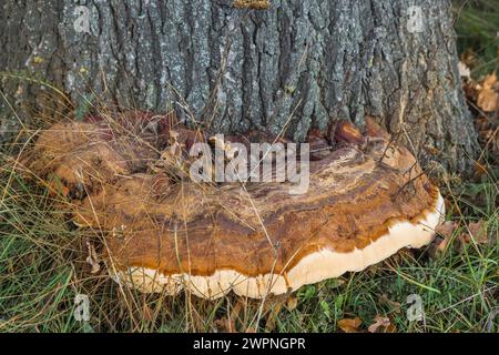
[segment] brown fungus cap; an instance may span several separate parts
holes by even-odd
[[[94,186],[74,201],[74,221],[103,233],[112,276],[144,292],[187,288],[210,298],[231,290],[249,297],[283,294],[428,244],[442,219],[438,189],[369,118],[365,134],[348,122],[336,124],[334,142],[309,134],[309,187],[301,195],[289,194],[287,182],[216,185],[151,170],[143,160],[167,146],[154,145],[142,131],[133,140],[110,139],[92,123],[68,124],[74,132],[83,124],[85,135],[77,134],[78,144],[64,145],[65,158],[43,171],[58,174],[70,190],[74,170],[100,174],[98,186],[80,182]],[[67,142],[64,134],[49,132],[39,142],[48,135],[52,144]],[[101,145],[106,148],[95,150]],[[39,144],[38,154],[50,155]]]

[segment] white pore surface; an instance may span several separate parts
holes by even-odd
[[[421,247],[430,243],[435,229],[444,220],[444,199],[438,194],[437,202],[418,223],[398,222],[388,227],[388,233],[378,237],[363,250],[340,253],[324,248],[303,257],[286,276],[265,274],[245,276],[234,270],[217,270],[210,276],[185,274],[163,275],[157,270],[129,267],[114,273],[119,283],[139,288],[143,292],[164,292],[176,294],[190,290],[204,298],[218,298],[233,290],[236,294],[262,298],[268,294],[283,294],[295,291],[303,285],[326,278],[338,277],[345,272],[358,272],[395,254],[403,247]]]

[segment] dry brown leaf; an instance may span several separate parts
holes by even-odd
[[[363,321],[359,317],[343,318],[338,321],[338,327],[345,333],[359,333],[359,326]]]
[[[485,112],[493,112],[498,106],[498,93],[492,89],[483,88],[477,98],[477,105]]]
[[[101,270],[99,264],[99,257],[95,252],[95,247],[90,242],[86,242],[86,250],[89,251],[89,256],[86,256],[86,262],[92,266],[90,273],[95,274]]]

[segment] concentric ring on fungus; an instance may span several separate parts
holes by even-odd
[[[283,294],[428,244],[442,220],[438,189],[370,118],[364,134],[347,122],[310,132],[301,195],[287,182],[190,181],[182,159],[207,138],[171,115],[93,116],[41,133],[28,164],[74,197],[79,226],[103,234],[112,277],[143,292]]]

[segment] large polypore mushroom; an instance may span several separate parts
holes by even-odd
[[[283,294],[428,244],[442,219],[438,189],[369,118],[364,134],[347,122],[310,132],[309,186],[298,195],[289,182],[191,181],[183,154],[206,134],[170,116],[124,121],[136,124],[57,124],[31,168],[55,175],[74,222],[103,235],[112,276],[144,292]]]

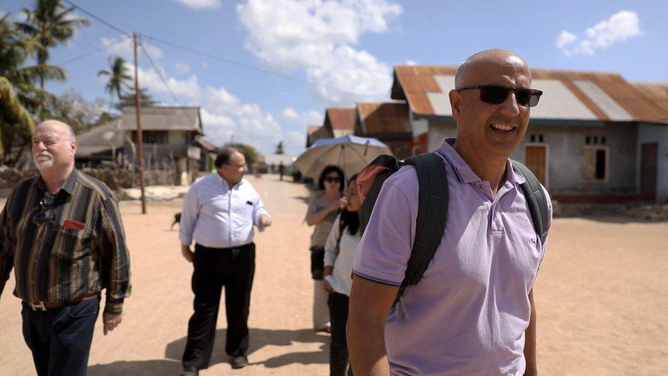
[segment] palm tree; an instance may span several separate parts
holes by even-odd
[[[25,140],[35,130],[35,123],[30,114],[25,110],[14,92],[12,84],[5,77],[0,76],[0,156],[3,164],[10,158],[12,146],[17,139]],[[15,162],[27,148],[18,149]]]
[[[114,93],[119,101],[122,100],[123,89],[129,89],[132,84],[132,76],[129,73],[125,60],[120,56],[115,57],[113,60],[110,56],[109,70],[100,70],[97,76],[109,77],[109,81],[105,86],[105,91],[109,93],[110,102],[113,101]]]
[[[50,65],[24,66],[26,60],[41,47],[37,40],[20,31],[9,15],[0,18],[0,75],[7,77],[16,88],[18,100],[29,110],[35,108],[37,98],[51,95],[34,84],[41,77],[64,79],[62,68]]]
[[[125,95],[122,95],[120,97],[120,103],[116,104],[116,108],[123,111],[124,107],[134,107],[135,97],[137,93],[134,90]],[[157,101],[153,99],[153,96],[149,92],[149,89],[146,88],[140,88],[139,97],[142,107],[152,107],[157,103]]]
[[[36,0],[35,10],[21,10],[25,14],[25,22],[18,23],[23,32],[31,35],[39,42],[37,50],[37,63],[44,66],[49,60],[49,49],[67,43],[74,36],[75,30],[81,26],[88,26],[87,19],[77,18],[73,14],[74,7],[66,8],[60,0]],[[45,79],[57,78],[49,77],[45,72],[39,75],[40,88],[44,89]],[[63,75],[62,79],[64,79]]]

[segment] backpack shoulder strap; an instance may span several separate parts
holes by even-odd
[[[547,229],[550,226],[550,217],[548,212],[548,199],[545,197],[543,187],[536,175],[526,166],[516,160],[511,160],[515,172],[524,177],[526,181],[520,186],[526,197],[526,202],[531,213],[531,221],[536,234],[541,237],[541,242],[545,243],[548,236]]]
[[[435,153],[424,153],[407,159],[404,164],[415,167],[420,193],[415,238],[395,303],[406,287],[422,277],[441,242],[448,218],[448,177],[441,157]]]

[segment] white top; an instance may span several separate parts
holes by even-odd
[[[324,266],[334,267],[332,274],[326,275],[324,279],[334,291],[350,297],[350,287],[352,286],[352,262],[355,261],[359,240],[362,238],[360,234],[361,229],[358,229],[357,234],[355,235],[350,235],[348,227],[344,229],[344,234],[341,235],[341,242],[339,244],[339,253],[337,254],[336,240],[339,238],[340,221],[341,216],[339,215],[334,221],[332,231],[324,245]]]
[[[218,173],[200,177],[188,190],[179,238],[190,245],[229,248],[253,242],[253,225],[266,214],[259,195],[245,179],[230,188]]]

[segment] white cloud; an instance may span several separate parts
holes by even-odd
[[[192,9],[220,8],[220,0],[177,0],[177,2]]]
[[[389,66],[348,46],[337,48],[331,59],[307,74],[317,83],[311,88],[317,98],[339,104],[386,99],[392,84]]]
[[[176,70],[177,74],[179,75],[185,75],[190,73],[190,66],[182,62],[175,62],[174,64],[174,68]]]
[[[105,47],[110,54],[118,55],[126,60],[132,61],[134,59],[134,47],[132,40],[126,37],[121,37],[123,39],[111,39],[102,37],[100,38],[100,43]],[[158,59],[162,57],[162,50],[155,46],[149,45],[146,42],[142,42],[144,48],[146,49],[151,58]],[[141,48],[138,49],[140,54],[143,53]]]
[[[133,73],[133,66],[130,65],[130,68]],[[287,150],[292,154],[296,155],[303,149],[304,142],[295,144],[290,141],[292,138],[286,138],[287,134],[284,127],[258,104],[244,103],[222,87],[203,86],[195,75],[179,79],[160,69],[179,104],[202,108],[204,134],[209,141],[216,145],[224,144],[233,135],[235,142],[253,145],[265,154],[272,153],[281,140],[286,140]],[[140,67],[138,71],[140,86],[166,99],[168,103],[176,104],[157,72],[152,67]],[[309,113],[297,114],[298,117],[307,117]]]
[[[289,107],[281,112],[281,116],[288,123],[298,125],[314,125],[322,123],[324,115],[318,111],[312,110],[301,114]]]
[[[274,68],[305,70],[322,101],[350,104],[387,96],[390,68],[351,45],[388,30],[402,12],[390,1],[248,0],[237,13],[249,33],[246,49]]]
[[[554,45],[566,56],[593,55],[596,50],[604,49],[642,34],[638,14],[621,10],[587,28],[579,37],[567,30],[562,30]]]

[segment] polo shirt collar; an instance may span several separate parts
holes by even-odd
[[[454,150],[452,145],[457,140],[456,138],[451,137],[444,138],[441,141],[441,145],[437,151],[441,155],[446,158],[448,163],[452,166],[457,178],[462,183],[474,183],[480,181],[481,179],[471,169],[468,164],[462,159],[461,156]],[[526,180],[522,175],[517,174],[513,170],[513,163],[510,158],[506,161],[506,181],[509,181],[513,185],[522,184]]]

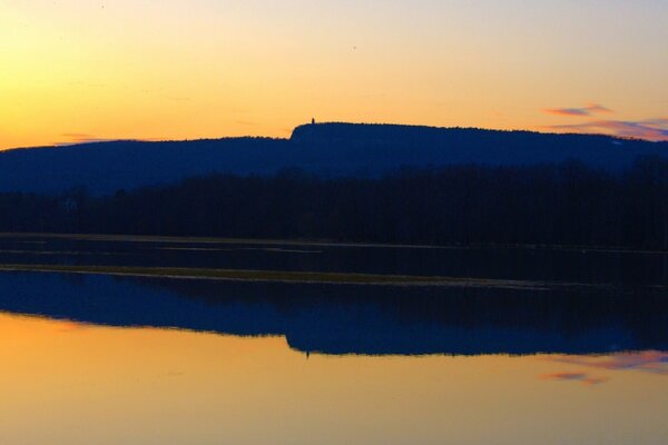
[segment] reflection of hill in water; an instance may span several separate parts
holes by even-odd
[[[659,290],[518,291],[0,274],[0,310],[112,326],[285,335],[326,354],[668,350]]]

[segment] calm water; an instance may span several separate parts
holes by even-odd
[[[668,437],[668,295],[659,254],[39,238],[0,245],[4,264],[606,284],[510,290],[0,273],[0,443]],[[497,264],[502,258],[509,263]],[[647,270],[616,275],[629,261]]]

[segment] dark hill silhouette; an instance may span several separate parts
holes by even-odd
[[[399,125],[317,123],[291,139],[111,141],[0,152],[0,191],[94,194],[176,182],[212,172],[272,175],[299,168],[323,176],[379,176],[401,167],[538,165],[580,160],[606,170],[639,156],[668,157],[668,142]]]

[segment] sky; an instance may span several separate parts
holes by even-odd
[[[667,0],[0,0],[0,149],[311,121],[668,139]]]

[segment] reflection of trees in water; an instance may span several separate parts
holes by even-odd
[[[327,354],[668,350],[661,290],[533,291],[0,274],[0,310],[114,326],[285,335]]]

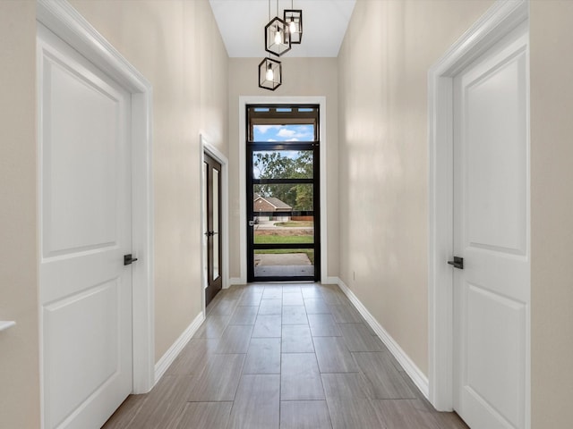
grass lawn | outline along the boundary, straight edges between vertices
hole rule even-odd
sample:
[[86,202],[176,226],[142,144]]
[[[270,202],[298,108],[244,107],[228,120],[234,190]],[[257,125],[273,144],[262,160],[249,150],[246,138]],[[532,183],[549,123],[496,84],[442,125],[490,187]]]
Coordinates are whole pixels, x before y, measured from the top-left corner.
[[311,234],[305,235],[254,235],[254,242],[257,244],[292,244],[312,243],[314,239]]
[[286,227],[301,227],[301,226],[314,226],[312,221],[288,221],[288,222],[278,222],[275,226],[286,226]]
[[273,254],[273,255],[280,255],[286,253],[305,253],[308,257],[311,264],[314,265],[314,250],[312,248],[265,248],[265,249],[258,249],[254,251],[255,254],[263,255],[263,254]]

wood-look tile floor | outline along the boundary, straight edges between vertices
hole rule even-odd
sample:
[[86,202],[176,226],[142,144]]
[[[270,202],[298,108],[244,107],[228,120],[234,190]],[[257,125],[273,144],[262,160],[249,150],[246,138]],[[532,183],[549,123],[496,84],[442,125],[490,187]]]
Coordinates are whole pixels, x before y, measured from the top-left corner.
[[222,290],[162,379],[105,429],[467,429],[439,413],[337,287]]

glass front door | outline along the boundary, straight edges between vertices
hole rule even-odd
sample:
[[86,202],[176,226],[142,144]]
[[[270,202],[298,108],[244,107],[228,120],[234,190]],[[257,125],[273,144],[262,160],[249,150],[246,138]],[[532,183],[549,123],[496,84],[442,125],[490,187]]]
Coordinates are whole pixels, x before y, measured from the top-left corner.
[[247,118],[248,281],[319,281],[318,107]]

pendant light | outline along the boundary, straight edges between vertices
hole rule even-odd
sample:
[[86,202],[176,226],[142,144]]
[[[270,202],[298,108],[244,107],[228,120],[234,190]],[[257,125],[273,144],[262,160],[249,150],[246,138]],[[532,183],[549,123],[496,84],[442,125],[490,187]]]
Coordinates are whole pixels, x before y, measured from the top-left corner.
[[293,0],[290,2],[290,9],[283,12],[284,21],[288,25],[290,43],[298,45],[303,40],[303,11],[293,8]]
[[274,91],[283,83],[283,66],[280,61],[264,58],[259,64],[259,88]]
[[[278,0],[277,0],[277,15],[278,15]],[[270,0],[269,0],[269,19],[270,20]],[[280,56],[290,51],[290,32],[286,22],[275,16],[265,26],[265,51]]]

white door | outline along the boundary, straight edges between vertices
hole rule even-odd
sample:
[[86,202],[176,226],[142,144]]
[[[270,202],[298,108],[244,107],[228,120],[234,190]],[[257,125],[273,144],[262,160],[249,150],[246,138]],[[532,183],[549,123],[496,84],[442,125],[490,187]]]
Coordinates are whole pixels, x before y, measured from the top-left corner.
[[38,33],[45,428],[99,428],[132,391],[131,96]]
[[472,429],[527,420],[527,39],[524,24],[454,80],[455,408]]

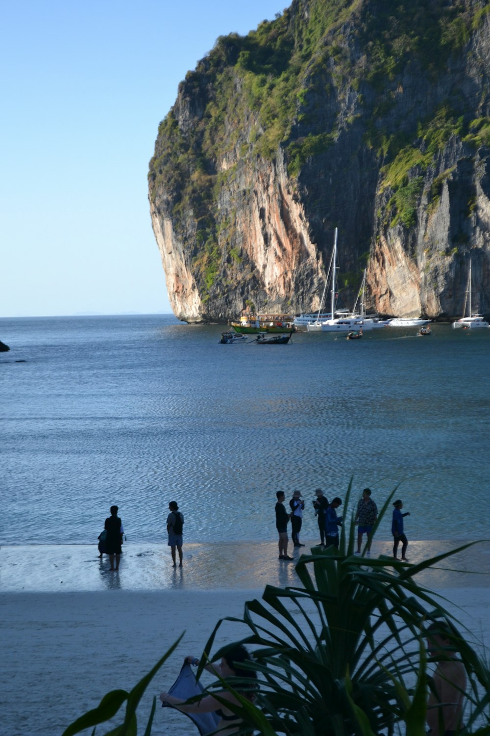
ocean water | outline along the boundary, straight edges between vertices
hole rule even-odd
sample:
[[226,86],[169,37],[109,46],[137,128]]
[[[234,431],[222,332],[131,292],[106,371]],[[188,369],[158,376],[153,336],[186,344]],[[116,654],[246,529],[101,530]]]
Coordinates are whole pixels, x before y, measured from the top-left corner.
[[[490,330],[218,344],[167,315],[0,319],[0,543],[275,539],[275,492],[397,497],[409,539],[488,537]],[[15,362],[25,361],[25,362]],[[352,510],[352,504],[351,509]],[[349,512],[347,511],[347,515]],[[379,531],[389,539],[391,509]]]

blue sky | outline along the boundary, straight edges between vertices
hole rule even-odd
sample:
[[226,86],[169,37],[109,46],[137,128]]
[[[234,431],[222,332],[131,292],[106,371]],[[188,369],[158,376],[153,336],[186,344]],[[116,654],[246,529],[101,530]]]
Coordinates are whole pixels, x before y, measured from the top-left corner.
[[179,82],[284,0],[4,3],[0,316],[170,312],[148,163]]

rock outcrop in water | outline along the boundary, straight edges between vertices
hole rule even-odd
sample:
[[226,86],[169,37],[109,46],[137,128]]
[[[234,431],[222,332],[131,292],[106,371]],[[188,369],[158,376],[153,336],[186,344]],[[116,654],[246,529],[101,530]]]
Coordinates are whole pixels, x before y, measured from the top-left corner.
[[318,308],[367,266],[384,314],[490,312],[490,20],[483,0],[294,0],[218,39],[150,163],[176,315]]

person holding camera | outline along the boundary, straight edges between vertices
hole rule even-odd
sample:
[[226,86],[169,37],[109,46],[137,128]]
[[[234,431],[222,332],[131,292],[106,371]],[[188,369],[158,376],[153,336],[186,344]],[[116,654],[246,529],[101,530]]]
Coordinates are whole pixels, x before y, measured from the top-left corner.
[[295,491],[292,498],[289,501],[291,506],[291,536],[292,543],[295,547],[304,547],[300,542],[300,531],[303,524],[303,512],[305,509],[305,502],[301,498],[301,492]]
[[326,496],[323,495],[323,491],[321,488],[317,488],[314,493],[315,496],[313,499],[313,508],[314,509],[314,515],[317,517],[317,520],[318,521],[318,531],[320,531],[320,544],[316,545],[316,546],[324,547],[325,514],[326,514],[327,509],[328,508],[328,499]]

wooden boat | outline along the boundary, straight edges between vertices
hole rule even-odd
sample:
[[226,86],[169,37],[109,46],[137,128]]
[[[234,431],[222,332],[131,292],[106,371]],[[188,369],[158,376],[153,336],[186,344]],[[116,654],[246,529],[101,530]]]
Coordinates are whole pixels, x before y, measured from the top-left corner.
[[289,335],[258,335],[255,341],[258,345],[285,345],[291,339],[292,332]]
[[229,325],[235,332],[242,334],[256,335],[259,332],[274,334],[296,332],[296,328],[292,324],[294,319],[292,314],[243,315],[239,322],[230,322]]
[[246,335],[241,335],[230,330],[229,332],[222,332],[221,339],[218,342],[222,345],[233,345],[235,342],[246,342],[248,339]]

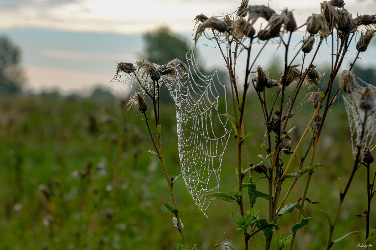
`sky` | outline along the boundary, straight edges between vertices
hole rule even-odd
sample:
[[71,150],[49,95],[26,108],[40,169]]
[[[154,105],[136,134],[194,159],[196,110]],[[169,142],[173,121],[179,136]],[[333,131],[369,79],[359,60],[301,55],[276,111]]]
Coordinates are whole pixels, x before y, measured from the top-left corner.
[[[0,34],[8,36],[22,49],[22,64],[28,79],[26,89],[37,92],[58,89],[66,93],[76,91],[89,94],[99,84],[121,96],[124,92],[122,85],[108,83],[114,75],[117,61],[133,62],[143,59],[142,36],[146,33],[167,26],[188,44],[194,43],[192,19],[196,15],[230,13],[241,2],[0,0]],[[374,0],[346,2],[345,7],[354,17],[357,12],[376,13]],[[277,11],[285,7],[293,9],[298,24],[303,23],[311,13],[320,12],[319,2],[316,1],[249,3],[268,4]],[[304,34],[303,29],[294,41],[299,42]],[[368,53],[375,54],[375,44],[374,41]],[[216,46],[204,37],[197,43],[198,53],[208,67],[215,69],[223,64]],[[270,46],[263,58],[273,58],[276,51],[275,46]],[[362,63],[376,66],[370,59]]]

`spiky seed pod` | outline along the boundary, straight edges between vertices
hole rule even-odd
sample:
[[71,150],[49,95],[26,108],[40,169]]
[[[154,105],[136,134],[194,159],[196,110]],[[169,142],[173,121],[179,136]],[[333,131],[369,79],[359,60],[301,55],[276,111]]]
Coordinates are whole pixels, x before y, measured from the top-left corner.
[[311,67],[308,70],[304,79],[304,87],[308,87],[308,89],[311,88],[313,85],[318,88],[320,87],[320,82],[324,83],[321,78],[321,74],[314,68],[314,67]]
[[224,21],[215,17],[211,17],[200,24],[197,27],[194,37],[195,44],[197,43],[199,38],[202,34],[205,29],[208,28],[223,33],[226,35],[226,38],[229,35],[229,31],[231,29],[231,27],[229,27],[227,23]]
[[332,6],[342,8],[344,5],[343,0],[331,0],[329,1],[329,4]]
[[134,70],[134,66],[130,63],[118,63],[117,67],[116,67],[116,74],[110,82],[116,81],[119,73],[121,71],[125,72],[127,74],[130,74],[133,72],[133,70]]
[[354,19],[359,22],[359,25],[370,25],[376,24],[376,15],[362,15],[356,17]]
[[248,21],[252,20],[252,23],[256,22],[259,17],[268,21],[271,15],[276,13],[273,9],[265,5],[250,5],[240,12],[239,15],[243,16],[246,12],[249,14]]
[[308,38],[303,39],[300,42],[303,43],[302,47],[302,51],[308,54],[311,52],[313,48],[313,45],[315,44],[316,38],[314,36],[310,36]]
[[371,40],[375,36],[376,30],[368,30],[365,31],[365,33],[362,32],[359,40],[356,43],[356,49],[361,52],[365,51]]
[[206,21],[208,18],[208,17],[202,13],[200,15],[198,15],[196,16],[196,17],[194,18],[194,19],[193,19],[193,20],[196,20],[196,22],[203,22],[205,21]]
[[144,100],[144,96],[140,92],[135,94],[135,95],[130,99],[128,103],[130,106],[128,110],[134,107],[136,104],[138,104],[138,109],[141,112],[144,112],[147,110],[147,105]]
[[321,4],[321,14],[325,18],[325,20],[330,25],[331,29],[333,28],[338,18],[338,14],[337,9],[326,1]]
[[307,21],[307,31],[315,35],[320,31],[321,36],[327,37],[329,36],[329,28],[324,16],[320,14],[312,14]]
[[241,1],[241,4],[238,10],[237,13],[239,16],[244,17],[247,15],[247,11],[244,11],[244,10],[248,6],[248,0],[243,0]]
[[365,111],[376,109],[376,90],[370,86],[360,91],[359,106]]
[[231,20],[230,16],[225,16],[224,18],[223,18],[223,21],[227,24],[227,26],[229,27],[232,26],[232,20]]
[[352,93],[355,89],[355,75],[349,70],[342,71],[338,79],[340,89],[348,94]]
[[286,31],[293,32],[296,30],[297,25],[293,12],[289,11],[286,8],[284,10],[282,13],[284,15],[285,29]]
[[337,11],[338,12],[337,21],[338,30],[344,32],[345,34],[356,31],[358,29],[357,22],[353,18],[351,14],[345,9],[337,9]]
[[[290,85],[291,82],[299,80],[300,78],[300,71],[296,67],[297,65],[291,65],[287,69],[287,73],[286,74],[286,79],[285,79],[285,86],[287,87]],[[285,71],[281,76],[280,80],[279,81],[283,84],[283,79],[285,75]]]

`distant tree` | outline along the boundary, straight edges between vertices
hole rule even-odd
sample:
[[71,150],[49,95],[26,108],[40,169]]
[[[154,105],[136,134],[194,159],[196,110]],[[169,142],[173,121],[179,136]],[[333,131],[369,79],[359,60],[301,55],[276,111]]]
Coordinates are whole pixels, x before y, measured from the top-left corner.
[[144,39],[146,44],[144,55],[147,60],[162,64],[177,58],[186,62],[185,54],[189,46],[185,40],[173,34],[168,28],[162,27],[148,33]]
[[25,81],[20,63],[21,50],[8,37],[0,36],[0,94],[20,91]]

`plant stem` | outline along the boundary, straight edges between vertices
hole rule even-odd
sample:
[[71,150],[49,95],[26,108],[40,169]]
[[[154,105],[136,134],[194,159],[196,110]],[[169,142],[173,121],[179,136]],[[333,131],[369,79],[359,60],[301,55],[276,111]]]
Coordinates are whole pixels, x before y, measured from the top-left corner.
[[[167,171],[167,168],[166,167],[166,164],[165,163],[164,158],[163,157],[163,152],[162,151],[162,145],[161,143],[161,136],[157,135],[157,141],[158,141],[158,146],[159,148],[159,158],[161,159],[161,162],[162,163],[162,166],[163,168],[163,172],[164,172],[165,176],[166,177],[166,180],[167,181],[167,184],[168,184],[168,188],[170,189],[170,192],[171,194],[171,199],[172,199],[172,203],[174,207],[177,209],[177,206],[176,205],[176,200],[175,198],[175,194],[174,193],[174,189],[172,187],[171,183],[171,180],[168,176],[168,173]],[[176,219],[177,220],[177,225],[179,227],[179,232],[180,235],[182,237],[182,240],[183,241],[183,244],[185,246],[187,245],[186,242],[185,241],[185,237],[184,237],[184,233],[183,232],[183,228],[182,227],[182,223],[180,222],[180,218],[178,214],[176,214]]]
□ □ □ □ □
WHAT THE TASK REQUIRES: Copy the rows starting at the line containing "[segment] reflection of trees" and ending at the line containing "[[222,290],[162,379],[105,429],[467,429],[439,413],[337,287]]", replacing "top-left corner" with "upper-left corner" and leaving everything else unchanged. Leave the picture lines out of your answer.

RESPONSE:
[segment] reflection of trees in water; an instance may span several separate parts
holes by even-odd
[[[327,354],[668,350],[661,290],[533,291],[0,274],[0,310],[114,326],[285,335]]]

grass lawn | outline along the boundary, straight edges between vertices
hole rule even-odd
sample:
[[86,202],[176,226],[142,144]]
[[[270,202],[298,108],[244,107],[228,120],[234,190]],[[257,125],[273,144],[262,160],[249,150],[246,138]],[[532,183],[549,123],[496,84],[442,125],[490,187]]]
Coordinates are whole pixels, x before y, measured from the upper-left corner.
[[311,234],[305,235],[254,235],[254,242],[257,244],[292,244],[312,243],[314,239]]
[[286,227],[301,227],[301,226],[314,226],[312,221],[288,221],[288,222],[278,222],[275,226],[286,226]]
[[273,254],[273,255],[280,255],[286,253],[305,253],[308,257],[311,264],[314,265],[314,250],[312,248],[265,248],[265,249],[258,249],[254,251],[255,254],[263,255],[263,254]]

wood-look tile floor | outline along the boundary, straight edges between vertices
hole rule even-odd
sample:
[[86,202],[176,226],[142,144]]
[[[270,202],[298,108],[244,107],[228,120],[234,190]],[[257,125],[273,144],[262,160],[249,150],[246,138]],[[532,183],[549,123],[496,84],[442,125],[490,187]]]
Coordinates are whole pixels, x before y, measured from the upper-left corner.
[[222,290],[162,379],[105,429],[467,429],[439,413],[337,287]]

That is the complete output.